_Problem to work on_
Because the lines must stay identical, write out the data without changing anything.

(Saved entries)

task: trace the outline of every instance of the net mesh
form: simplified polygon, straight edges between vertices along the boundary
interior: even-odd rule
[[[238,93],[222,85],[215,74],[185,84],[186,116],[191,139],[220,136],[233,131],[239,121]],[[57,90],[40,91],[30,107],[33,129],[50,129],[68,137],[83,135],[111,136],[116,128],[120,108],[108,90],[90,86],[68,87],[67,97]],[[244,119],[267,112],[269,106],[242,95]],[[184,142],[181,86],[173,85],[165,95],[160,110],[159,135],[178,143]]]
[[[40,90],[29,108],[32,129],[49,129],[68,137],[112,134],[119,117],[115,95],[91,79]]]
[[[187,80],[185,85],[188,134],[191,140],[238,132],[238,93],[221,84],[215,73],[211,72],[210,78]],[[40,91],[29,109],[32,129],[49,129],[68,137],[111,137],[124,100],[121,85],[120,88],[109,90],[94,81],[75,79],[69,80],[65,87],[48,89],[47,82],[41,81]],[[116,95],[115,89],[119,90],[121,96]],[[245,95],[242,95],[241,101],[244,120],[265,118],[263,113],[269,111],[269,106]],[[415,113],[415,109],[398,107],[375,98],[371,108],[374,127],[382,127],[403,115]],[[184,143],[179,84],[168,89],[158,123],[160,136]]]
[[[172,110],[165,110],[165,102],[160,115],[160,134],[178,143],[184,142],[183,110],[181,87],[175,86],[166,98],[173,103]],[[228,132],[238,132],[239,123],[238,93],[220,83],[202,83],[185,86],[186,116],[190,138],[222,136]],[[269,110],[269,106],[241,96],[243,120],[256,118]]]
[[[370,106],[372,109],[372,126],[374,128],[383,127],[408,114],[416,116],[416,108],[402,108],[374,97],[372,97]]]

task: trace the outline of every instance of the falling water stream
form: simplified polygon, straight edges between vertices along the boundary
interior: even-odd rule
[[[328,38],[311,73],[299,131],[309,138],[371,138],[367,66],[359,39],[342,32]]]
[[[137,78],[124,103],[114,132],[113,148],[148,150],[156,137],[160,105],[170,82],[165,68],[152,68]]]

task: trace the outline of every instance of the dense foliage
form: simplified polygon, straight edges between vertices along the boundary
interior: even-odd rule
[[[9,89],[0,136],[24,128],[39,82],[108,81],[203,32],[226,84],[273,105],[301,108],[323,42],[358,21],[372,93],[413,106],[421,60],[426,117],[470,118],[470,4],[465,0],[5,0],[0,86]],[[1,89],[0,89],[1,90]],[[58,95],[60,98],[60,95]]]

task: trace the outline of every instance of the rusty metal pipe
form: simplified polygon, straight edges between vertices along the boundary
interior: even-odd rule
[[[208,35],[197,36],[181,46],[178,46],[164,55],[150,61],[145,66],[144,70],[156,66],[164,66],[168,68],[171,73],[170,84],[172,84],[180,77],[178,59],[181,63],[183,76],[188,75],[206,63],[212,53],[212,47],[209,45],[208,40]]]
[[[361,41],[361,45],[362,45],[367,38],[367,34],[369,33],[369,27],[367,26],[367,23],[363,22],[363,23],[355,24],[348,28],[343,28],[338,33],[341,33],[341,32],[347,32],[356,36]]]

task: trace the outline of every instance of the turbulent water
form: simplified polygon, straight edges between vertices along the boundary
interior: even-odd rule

_Your solution_
task: trace the outline of every instance of the net mesh
form: simplified polygon, straight edges between vertices along the boundary
interior: even-odd rule
[[[238,93],[222,85],[215,74],[185,84],[186,116],[191,139],[220,136],[233,131],[239,121]],[[57,90],[40,91],[30,107],[33,129],[50,129],[68,137],[83,135],[111,136],[116,128],[120,108],[108,90],[90,86],[68,87],[67,97]],[[244,119],[267,112],[269,106],[242,95]],[[184,142],[181,86],[173,85],[165,95],[160,110],[159,135],[178,143]]]
[[[40,90],[29,108],[32,129],[49,129],[68,137],[112,134],[119,117],[115,95],[91,79]]]
[[[187,80],[185,85],[188,134],[191,140],[238,132],[238,93],[221,84],[215,73],[211,72],[210,78]],[[40,91],[29,109],[32,129],[49,129],[68,137],[111,137],[124,100],[121,85],[120,88],[109,90],[94,81],[75,79],[69,80],[65,87],[48,89],[47,82],[41,81]],[[116,95],[115,89],[119,90],[121,96]],[[245,95],[242,95],[241,101],[244,120],[265,118],[263,113],[269,111],[269,106]],[[415,113],[415,109],[398,107],[375,98],[371,108],[374,127],[382,127],[403,115]],[[184,143],[179,84],[168,89],[158,123],[160,136]]]
[[[172,110],[165,110],[165,102],[160,115],[160,134],[178,143],[184,142],[183,110],[181,87],[175,86],[166,98],[173,103]],[[228,132],[238,132],[239,123],[238,93],[220,83],[202,83],[185,86],[186,116],[190,138],[222,136]],[[269,110],[269,106],[241,96],[243,120],[256,118]]]
[[[370,106],[372,109],[372,126],[374,128],[383,127],[408,114],[416,116],[416,108],[402,108],[374,97],[372,97]]]

task: trace the outline of every instance of the falling water stream
form: simplified polygon, straight edges between vertices along the boundary
interior: even-odd rule
[[[328,38],[311,73],[299,131],[309,138],[371,138],[367,66],[359,39],[342,32]]]
[[[137,78],[124,103],[114,132],[113,148],[148,150],[156,137],[160,105],[170,82],[165,68],[152,68]]]

task: trace the outline of every instance of the dense foliage
form: simplified polygon, straight edges between vertices along the boundary
interior: even-odd rule
[[[9,89],[0,136],[24,128],[39,82],[108,81],[203,32],[226,84],[273,105],[301,108],[323,42],[358,21],[372,93],[413,106],[421,60],[426,117],[470,118],[470,4],[465,0],[5,0],[0,86]],[[1,89],[0,89],[1,90]],[[58,95],[60,98],[60,95]]]

task: trace the outline of every instance of the rusty metal pipe
form: simplified polygon, straight edges between vertices along the boundary
interior: even-odd rule
[[[208,35],[197,36],[181,46],[178,46],[164,55],[150,61],[145,66],[144,70],[156,66],[164,66],[168,68],[171,73],[170,84],[172,84],[180,77],[178,59],[181,63],[183,76],[188,75],[206,63],[212,53],[212,47],[209,45],[208,40]]]
[[[361,41],[361,45],[362,45],[367,38],[367,34],[369,33],[369,27],[367,26],[367,23],[363,22],[363,23],[355,24],[348,28],[343,28],[338,33],[341,33],[341,32],[347,32],[356,36]]]

task: trace the outline of every instance of the turbulent water
form: simplified polygon, straight edges between vertices along the boundary
interior: even-odd rule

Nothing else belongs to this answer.